Hidden Underground: How One Kansas Town is Key in Preserving Movie Industry's History

Take a ride down an elevator 650 feet below the surface of Hutchinson, Kansas and you’ll find endless miles of tunnels that lead to active salt mines dating back over a century. 

“They mined out over 980 acres of salt in this mine,” says Lee Spence, president and CEO of Underground Vaults and Storage,  located Hutchinson, Kan. “On a daily basis, they produce right around 5000 tons of salt every day.”

About 80 % of this salt is used to treat roads during the winter, the remainder is used for agricultural purposes.  As the salt was mined, vast areas underground were now large empty spaces.  Some of the company’s owners were connected to the World War II Monuments Men group who worked to recover valuable items Hitler had seized and stored in salt mines in German controlled areas. 

“The idea kind of surfaces from there that we could do the same thing and store valuable records and artifacts, store it right here in the middle of the state of Kansas,” says Spence.

The company began in the late 1950s and has continued to grow here in the salt caverns below ground.

“Behind me is a private storage area called a bay and we have 106 of these bays that’s 15,000 square feet, and we actually just build shelving and we set it up and we set it up to actually store - this one happens to be movie film,” adds Spence.

And movie film alone accounts for 30% to 40% of their business. 

“We get a lot of the major motion picture studios that store with us because of the preservation of the film that the salt provide and it’s the security, as well,” he says.

▶ Things to do:
a) From the salt mine article above, echo the passage starting with "Take a ride" and going on through "German controlled areas.".
b) Based on the salt mine article above, tell whether each statement agrees with it, answering yes or no and quoting the deciding words: (i) Most of the salt mined there goes to treating roads in winter. (ii) The company has 150 private storage bays. (iii) Movie film makes up more than half of the company's business.

▶ Material provided:
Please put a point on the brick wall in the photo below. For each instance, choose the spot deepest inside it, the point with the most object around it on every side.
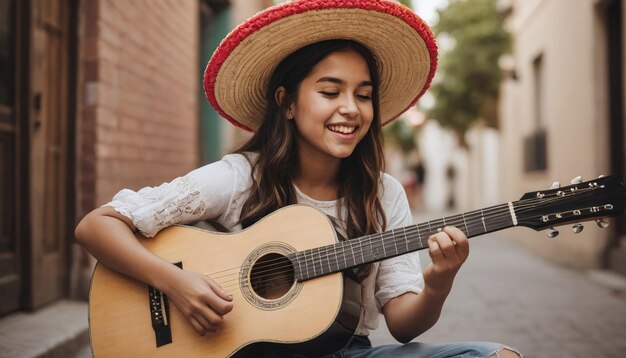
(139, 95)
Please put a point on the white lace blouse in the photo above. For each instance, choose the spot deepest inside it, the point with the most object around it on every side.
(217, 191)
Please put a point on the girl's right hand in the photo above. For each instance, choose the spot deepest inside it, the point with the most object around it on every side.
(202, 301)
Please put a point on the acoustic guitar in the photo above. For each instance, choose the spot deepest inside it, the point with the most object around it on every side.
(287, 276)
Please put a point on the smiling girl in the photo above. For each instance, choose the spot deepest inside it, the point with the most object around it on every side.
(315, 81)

--

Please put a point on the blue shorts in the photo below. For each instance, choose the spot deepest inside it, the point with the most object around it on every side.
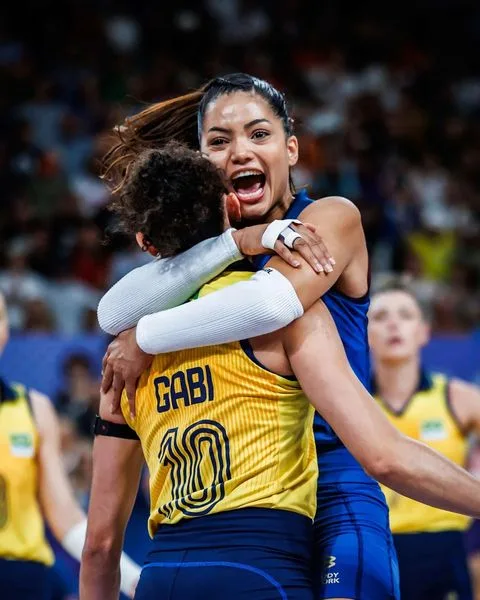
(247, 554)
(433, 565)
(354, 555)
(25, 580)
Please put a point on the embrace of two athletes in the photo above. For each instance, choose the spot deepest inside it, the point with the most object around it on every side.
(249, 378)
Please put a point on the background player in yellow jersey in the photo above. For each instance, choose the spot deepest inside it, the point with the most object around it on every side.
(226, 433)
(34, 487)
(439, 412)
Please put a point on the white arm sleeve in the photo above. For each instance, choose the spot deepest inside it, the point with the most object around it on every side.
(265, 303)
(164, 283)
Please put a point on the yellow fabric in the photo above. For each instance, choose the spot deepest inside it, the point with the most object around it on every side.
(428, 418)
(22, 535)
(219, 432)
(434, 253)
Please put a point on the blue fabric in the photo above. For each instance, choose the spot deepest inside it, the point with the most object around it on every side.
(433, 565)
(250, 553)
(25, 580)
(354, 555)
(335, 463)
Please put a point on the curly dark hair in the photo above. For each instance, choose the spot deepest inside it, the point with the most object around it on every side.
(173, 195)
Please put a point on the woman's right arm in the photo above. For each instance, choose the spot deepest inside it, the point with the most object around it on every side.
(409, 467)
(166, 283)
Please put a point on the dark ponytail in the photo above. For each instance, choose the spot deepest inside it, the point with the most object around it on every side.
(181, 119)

▶ Solutions per task:
a)
Take a ride down an elevator 650 feet below the surface of Hutchinson, Kansas and you’ll find endless miles of tunnels that lead to active salt mines dating back over a century. 

“They mined out over 980 acres of salt in this mine,” says Lee Spence, president and CEO of Underground Vaults and Storage,  located Hutchinson, Kan. “On a daily basis, they produce right around 5000 tons of salt every day.”

About 80 % of this salt is used to treat roads during the winter, the remainder is used for agricultural purposes.  As the salt was mined, vast areas underground were now large empty spaces.  Some of the company’s owners were connected to the World War II Monuments Men group who worked to recover valuable items Hitler had seized and stored in salt mines in German controlled areas.

b)
(i) Yes: "About 80 % of this salt is used to treat roads during the winter"
(ii) No: "we have 106 of these bays"
(iii) No: "movie film alone accounts for 30% to 40% of their business"